WRITTEN PROBLEM: Give the entries again, word for word.

DATA EXTRACT:
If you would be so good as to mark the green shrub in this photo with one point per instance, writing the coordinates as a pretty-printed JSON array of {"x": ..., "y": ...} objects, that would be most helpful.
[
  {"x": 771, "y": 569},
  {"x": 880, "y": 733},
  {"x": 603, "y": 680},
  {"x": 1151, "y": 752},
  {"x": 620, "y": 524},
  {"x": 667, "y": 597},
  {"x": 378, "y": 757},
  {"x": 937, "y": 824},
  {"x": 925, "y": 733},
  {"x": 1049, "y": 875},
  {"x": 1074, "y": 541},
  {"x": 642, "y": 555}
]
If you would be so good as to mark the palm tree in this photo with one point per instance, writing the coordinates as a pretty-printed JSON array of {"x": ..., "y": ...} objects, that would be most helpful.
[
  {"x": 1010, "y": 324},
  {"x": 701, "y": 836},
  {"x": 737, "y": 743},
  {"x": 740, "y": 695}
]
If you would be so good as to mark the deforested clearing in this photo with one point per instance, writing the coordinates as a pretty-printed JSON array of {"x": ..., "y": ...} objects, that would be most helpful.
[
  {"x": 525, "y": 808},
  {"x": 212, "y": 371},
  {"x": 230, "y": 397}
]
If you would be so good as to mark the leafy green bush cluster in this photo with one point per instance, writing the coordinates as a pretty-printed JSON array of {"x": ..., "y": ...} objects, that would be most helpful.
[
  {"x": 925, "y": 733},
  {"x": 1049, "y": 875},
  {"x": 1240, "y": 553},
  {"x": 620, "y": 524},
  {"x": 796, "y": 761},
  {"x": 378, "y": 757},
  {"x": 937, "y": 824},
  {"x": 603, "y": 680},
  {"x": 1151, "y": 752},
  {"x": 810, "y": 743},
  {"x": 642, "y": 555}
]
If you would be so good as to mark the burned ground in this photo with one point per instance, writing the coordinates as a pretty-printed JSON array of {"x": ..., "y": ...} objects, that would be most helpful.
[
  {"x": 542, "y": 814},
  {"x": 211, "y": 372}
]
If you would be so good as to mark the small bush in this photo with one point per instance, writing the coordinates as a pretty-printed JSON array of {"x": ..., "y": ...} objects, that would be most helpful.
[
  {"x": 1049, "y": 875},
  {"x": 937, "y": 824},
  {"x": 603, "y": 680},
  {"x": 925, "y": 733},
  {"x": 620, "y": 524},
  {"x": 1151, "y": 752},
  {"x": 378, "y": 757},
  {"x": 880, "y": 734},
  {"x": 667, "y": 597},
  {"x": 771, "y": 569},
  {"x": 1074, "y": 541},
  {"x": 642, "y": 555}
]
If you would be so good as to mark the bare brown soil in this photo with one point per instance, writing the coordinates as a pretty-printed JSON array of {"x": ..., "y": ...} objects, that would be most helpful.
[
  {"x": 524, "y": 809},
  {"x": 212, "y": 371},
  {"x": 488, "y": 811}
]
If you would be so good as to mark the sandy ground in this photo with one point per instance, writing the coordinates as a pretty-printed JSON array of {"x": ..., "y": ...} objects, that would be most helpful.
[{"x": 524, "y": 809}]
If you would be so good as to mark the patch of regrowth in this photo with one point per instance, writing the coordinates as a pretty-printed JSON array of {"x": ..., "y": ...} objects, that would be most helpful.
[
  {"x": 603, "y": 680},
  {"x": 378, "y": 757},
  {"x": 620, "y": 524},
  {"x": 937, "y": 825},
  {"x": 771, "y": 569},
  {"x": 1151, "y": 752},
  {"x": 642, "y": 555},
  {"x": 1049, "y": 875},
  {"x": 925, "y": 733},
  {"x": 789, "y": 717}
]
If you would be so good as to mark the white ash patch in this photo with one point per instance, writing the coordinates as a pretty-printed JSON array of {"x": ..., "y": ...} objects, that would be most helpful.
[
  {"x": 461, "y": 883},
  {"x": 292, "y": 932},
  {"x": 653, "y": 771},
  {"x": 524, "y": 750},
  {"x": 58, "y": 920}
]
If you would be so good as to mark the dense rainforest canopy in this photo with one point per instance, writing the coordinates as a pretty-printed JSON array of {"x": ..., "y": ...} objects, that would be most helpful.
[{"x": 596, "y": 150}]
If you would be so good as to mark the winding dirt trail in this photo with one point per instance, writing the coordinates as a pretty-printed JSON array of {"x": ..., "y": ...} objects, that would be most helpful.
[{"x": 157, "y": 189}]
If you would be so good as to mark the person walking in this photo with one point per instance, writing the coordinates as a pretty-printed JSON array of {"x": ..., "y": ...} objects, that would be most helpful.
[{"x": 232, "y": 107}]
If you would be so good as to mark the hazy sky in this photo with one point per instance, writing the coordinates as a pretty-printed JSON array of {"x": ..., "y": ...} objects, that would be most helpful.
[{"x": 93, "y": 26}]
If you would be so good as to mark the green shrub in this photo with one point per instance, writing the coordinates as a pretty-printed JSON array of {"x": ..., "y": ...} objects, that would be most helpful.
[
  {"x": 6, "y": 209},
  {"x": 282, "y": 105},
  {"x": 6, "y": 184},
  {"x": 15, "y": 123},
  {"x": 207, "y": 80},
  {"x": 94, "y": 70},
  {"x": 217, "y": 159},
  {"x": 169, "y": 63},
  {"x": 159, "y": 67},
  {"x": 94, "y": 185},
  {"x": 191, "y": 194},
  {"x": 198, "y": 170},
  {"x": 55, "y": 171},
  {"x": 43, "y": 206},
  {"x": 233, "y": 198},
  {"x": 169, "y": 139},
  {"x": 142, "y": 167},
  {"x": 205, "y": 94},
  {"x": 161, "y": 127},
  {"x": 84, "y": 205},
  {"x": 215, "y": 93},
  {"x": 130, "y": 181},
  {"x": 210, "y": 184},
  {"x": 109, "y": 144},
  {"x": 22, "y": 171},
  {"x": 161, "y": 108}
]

FULL ANSWER:
If you would be so good as to mark the green shrub in this photo with one point per instance, writing the coordinates as a pretty-printed JSON array of {"x": ..., "y": ...} objects, that would be most helpful.
[
  {"x": 771, "y": 569},
  {"x": 880, "y": 733},
  {"x": 603, "y": 680},
  {"x": 1151, "y": 752},
  {"x": 620, "y": 524},
  {"x": 667, "y": 597},
  {"x": 378, "y": 757},
  {"x": 937, "y": 824},
  {"x": 925, "y": 733},
  {"x": 1049, "y": 875},
  {"x": 1074, "y": 541},
  {"x": 642, "y": 555}
]
If you would be so good as to mark the palm tree in this photo with one point per instance, writing the coordinates as a pretty-printed JSON array of {"x": ..., "y": ...} objects, that would be most helpful.
[
  {"x": 1010, "y": 324},
  {"x": 701, "y": 836},
  {"x": 737, "y": 743},
  {"x": 740, "y": 695}
]
If you would be so good as to mark the deforested clearing in this photo with one point per instance, writing the coordinates as a pretty-printed JSON array of {"x": ..., "y": ...} objects, that would be most helpful.
[
  {"x": 525, "y": 808},
  {"x": 212, "y": 371},
  {"x": 230, "y": 397}
]
If you would be so good as to mark the leafy green bush cluster in this photo with one point per instance, writing the coordinates as a pretty-printed JSON array of {"x": ..., "y": ...} objects, that would be most helpful.
[
  {"x": 925, "y": 733},
  {"x": 1049, "y": 875},
  {"x": 1240, "y": 553},
  {"x": 620, "y": 524},
  {"x": 796, "y": 761},
  {"x": 378, "y": 757},
  {"x": 937, "y": 824},
  {"x": 603, "y": 680},
  {"x": 1151, "y": 752},
  {"x": 810, "y": 743},
  {"x": 642, "y": 555}
]
If you would be so good as to mark the burned ground in this photo with one point per instance, writing the coordinates as a pretty-printed JSON array of {"x": ..., "y": ...} objects, that would be most helpful.
[
  {"x": 542, "y": 814},
  {"x": 211, "y": 372}
]
If you would be so good as to mark the small bush in this photo with one point per instance, writing the coordinates as a pretty-printed JSON array of {"x": ..., "y": ...} objects, that would be most helpful.
[
  {"x": 1049, "y": 875},
  {"x": 937, "y": 824},
  {"x": 603, "y": 680},
  {"x": 925, "y": 733},
  {"x": 620, "y": 524},
  {"x": 1151, "y": 752},
  {"x": 378, "y": 757},
  {"x": 880, "y": 734},
  {"x": 667, "y": 597},
  {"x": 771, "y": 569},
  {"x": 1074, "y": 541},
  {"x": 642, "y": 555}
]
If you would be so good as to mark the bare brown soil in this photo with one point per instance, writing the coordinates as a pretty-printed JSON array of {"x": ..., "y": ...} objects, that would be most helpful.
[
  {"x": 524, "y": 809},
  {"x": 212, "y": 371},
  {"x": 488, "y": 811}
]
If you would be so good as to mark the sandy ground in this photo with one point per instance, writing the coordinates as a pretty-printed JSON array of {"x": ..., "y": ...} objects, that would be most helpful.
[{"x": 524, "y": 809}]
If you would be so good as to mark the patch of regrowth in this photo with one point per instance, writing the coordinates as a pretty-printed JSON array of {"x": ..., "y": ...} objects, that would be most helpful.
[
  {"x": 603, "y": 680},
  {"x": 378, "y": 757},
  {"x": 620, "y": 524},
  {"x": 937, "y": 825},
  {"x": 771, "y": 569},
  {"x": 1151, "y": 752},
  {"x": 642, "y": 555},
  {"x": 1049, "y": 875},
  {"x": 925, "y": 733},
  {"x": 789, "y": 717}
]
If you would be so good as to mark the white ash patch in this photo with one point per instance, writing the coordinates as a pretty-printed JSON array of {"x": ..., "y": ...} objects, that would be most helpful.
[
  {"x": 461, "y": 883},
  {"x": 292, "y": 932},
  {"x": 653, "y": 771},
  {"x": 524, "y": 750},
  {"x": 58, "y": 920}
]
If you would be so good as to mark the dense rainforest canopy in this photo with one point per instance, writing the coordinates as a pretty-printed JSON array of {"x": ..., "y": ...} objects, that would be most helpful.
[{"x": 596, "y": 150}]
If you would be so good as to mark the winding dirt trail in this photo with one point per instance, writing the coordinates as a pretty-printed JSON array of {"x": ..., "y": ...} objects, that would be most helpful.
[{"x": 157, "y": 189}]
If you would be so good as to mark the person walking in this photo with one point per instance, writing the coordinates as a pretty-printed JSON array of {"x": ..., "y": ...} objects, that would be most helpful.
[{"x": 232, "y": 107}]
If you would be so good as to mark the hazy sky in this photo with one point per instance, writing the coordinates as a pretty-printed JSON array of {"x": ..., "y": ...} objects, that would be most helpful.
[{"x": 93, "y": 26}]
If you would be so good as to mark the green shrub in this photo with one point per instance, writing the coordinates as a pretty-printed JSON array of {"x": ..., "y": ...} objects, that would be most helpful.
[
  {"x": 6, "y": 209},
  {"x": 282, "y": 105},
  {"x": 6, "y": 184},
  {"x": 15, "y": 123},
  {"x": 207, "y": 80},
  {"x": 94, "y": 70},
  {"x": 217, "y": 159},
  {"x": 169, "y": 63},
  {"x": 159, "y": 67},
  {"x": 94, "y": 185},
  {"x": 191, "y": 194},
  {"x": 198, "y": 170},
  {"x": 55, "y": 171},
  {"x": 43, "y": 206},
  {"x": 233, "y": 198},
  {"x": 169, "y": 139},
  {"x": 142, "y": 167},
  {"x": 205, "y": 94},
  {"x": 161, "y": 127},
  {"x": 84, "y": 205},
  {"x": 215, "y": 93},
  {"x": 130, "y": 181},
  {"x": 210, "y": 184},
  {"x": 109, "y": 144},
  {"x": 22, "y": 171},
  {"x": 161, "y": 108}
]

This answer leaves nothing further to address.